**CHALLENGES**.
1) According to the Phabricator page on the SyntaxHighlight extension, what priority was the task given when it was triaged?
2) Rewrite the Phabricator page on the SyntaxHighlight extension from "Parsoid has its" up to and including "directly with Parsoid.", replacing "first phase" with "initial stage".
3) Translate this sentence from the Phabricator page on the SyntaxHighlight extension into Spanish: "The SyntaxHighlight extension needs an update to work directly with Parsoid."

## Start READING TEXT

Page MenuHomePhabricator

Make SyntaxHighlight extension compatible with Parsoid
Closed, ResolvedPublic


Parsoid has its own extension API - see
In this first phase, we are targeting tag-hook extensions for migration.
The SyntaxHighlight extension needs an update to work directly with Parsoid.

Related Objects

Event Timeline

Arlolra triaged this task as Medium priority.Feb 25 2021, 6:55 PM

Parsoid is currently broken here because of T289545: Parsoid doesn't respect strip state markers found in preprocessor output. If that is fixed, Parsoid's current extension processing strategy will continue to work.

Even if we want to make the code work with Parsoid natively, T289545 needs fixing in some fashion. But, once that is done, the rest of the changes should be fairly straightforward once T287216 is completed.

## End READING TEXT
## Start DATA SECTION

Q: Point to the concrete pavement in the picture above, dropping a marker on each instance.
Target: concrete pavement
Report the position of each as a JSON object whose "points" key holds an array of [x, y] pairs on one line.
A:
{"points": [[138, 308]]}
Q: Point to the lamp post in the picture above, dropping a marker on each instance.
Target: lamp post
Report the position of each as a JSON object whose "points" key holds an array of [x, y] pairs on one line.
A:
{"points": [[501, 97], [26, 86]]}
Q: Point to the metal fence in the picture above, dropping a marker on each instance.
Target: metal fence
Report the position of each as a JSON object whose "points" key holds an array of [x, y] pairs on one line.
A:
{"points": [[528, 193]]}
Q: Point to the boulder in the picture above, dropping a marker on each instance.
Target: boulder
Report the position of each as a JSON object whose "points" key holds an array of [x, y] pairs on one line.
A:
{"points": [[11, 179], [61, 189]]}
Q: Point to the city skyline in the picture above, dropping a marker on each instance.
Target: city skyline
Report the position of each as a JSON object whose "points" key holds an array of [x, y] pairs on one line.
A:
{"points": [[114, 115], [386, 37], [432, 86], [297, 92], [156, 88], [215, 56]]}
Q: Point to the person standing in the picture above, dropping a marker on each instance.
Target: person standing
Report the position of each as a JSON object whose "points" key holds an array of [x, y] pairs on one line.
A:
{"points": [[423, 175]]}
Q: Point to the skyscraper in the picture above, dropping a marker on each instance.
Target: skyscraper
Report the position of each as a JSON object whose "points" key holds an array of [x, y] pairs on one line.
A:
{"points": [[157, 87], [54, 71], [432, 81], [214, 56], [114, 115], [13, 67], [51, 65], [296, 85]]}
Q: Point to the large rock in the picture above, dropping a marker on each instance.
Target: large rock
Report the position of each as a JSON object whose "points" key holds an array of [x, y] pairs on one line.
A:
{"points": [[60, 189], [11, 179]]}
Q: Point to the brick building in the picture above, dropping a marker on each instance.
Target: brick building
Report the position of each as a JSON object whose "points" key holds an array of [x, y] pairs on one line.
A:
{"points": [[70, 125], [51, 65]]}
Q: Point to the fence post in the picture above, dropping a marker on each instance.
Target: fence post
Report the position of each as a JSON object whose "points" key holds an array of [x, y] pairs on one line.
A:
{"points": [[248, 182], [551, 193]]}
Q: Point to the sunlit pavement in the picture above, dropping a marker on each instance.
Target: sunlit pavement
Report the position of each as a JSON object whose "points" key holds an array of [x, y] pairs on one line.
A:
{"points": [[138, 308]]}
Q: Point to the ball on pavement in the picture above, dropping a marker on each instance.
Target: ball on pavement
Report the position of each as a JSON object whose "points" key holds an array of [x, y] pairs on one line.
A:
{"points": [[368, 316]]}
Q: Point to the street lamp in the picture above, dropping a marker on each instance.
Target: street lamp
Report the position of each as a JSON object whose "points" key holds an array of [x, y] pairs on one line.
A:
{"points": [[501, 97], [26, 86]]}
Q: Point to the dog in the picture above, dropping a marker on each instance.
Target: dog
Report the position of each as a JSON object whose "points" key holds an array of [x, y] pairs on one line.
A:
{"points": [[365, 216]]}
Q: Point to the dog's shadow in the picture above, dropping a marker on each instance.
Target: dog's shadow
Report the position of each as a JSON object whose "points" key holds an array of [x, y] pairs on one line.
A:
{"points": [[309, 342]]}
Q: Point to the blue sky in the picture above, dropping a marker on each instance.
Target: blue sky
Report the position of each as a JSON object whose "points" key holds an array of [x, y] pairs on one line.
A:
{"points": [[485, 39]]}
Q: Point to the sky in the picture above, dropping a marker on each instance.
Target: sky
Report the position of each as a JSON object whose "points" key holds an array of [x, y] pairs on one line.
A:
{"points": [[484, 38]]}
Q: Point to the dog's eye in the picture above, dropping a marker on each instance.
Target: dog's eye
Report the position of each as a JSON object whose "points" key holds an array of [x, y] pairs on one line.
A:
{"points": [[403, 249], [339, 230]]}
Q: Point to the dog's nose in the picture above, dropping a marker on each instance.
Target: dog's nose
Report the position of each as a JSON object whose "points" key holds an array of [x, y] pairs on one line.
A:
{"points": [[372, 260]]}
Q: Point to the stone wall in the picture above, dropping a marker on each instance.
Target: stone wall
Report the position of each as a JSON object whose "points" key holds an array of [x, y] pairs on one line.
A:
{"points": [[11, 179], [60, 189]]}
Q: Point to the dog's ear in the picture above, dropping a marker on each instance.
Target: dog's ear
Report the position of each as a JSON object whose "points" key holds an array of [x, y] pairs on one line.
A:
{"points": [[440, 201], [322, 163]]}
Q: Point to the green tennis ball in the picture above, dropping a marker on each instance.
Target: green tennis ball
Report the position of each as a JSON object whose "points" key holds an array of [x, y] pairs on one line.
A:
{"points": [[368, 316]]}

## End DATA SECTION

**TASK-BY-TASK SOLUTIONS**.
1) Medium priority.

2)
Parsoid has its own extension API - see
In this initial stage, we are targeting tag-hook extensions for migration.
The SyntaxHighlight extension needs an update to work directly with Parsoid.

3) La extensión SyntaxHighlight necesita una actualización para funcionar directamente con Parsoid.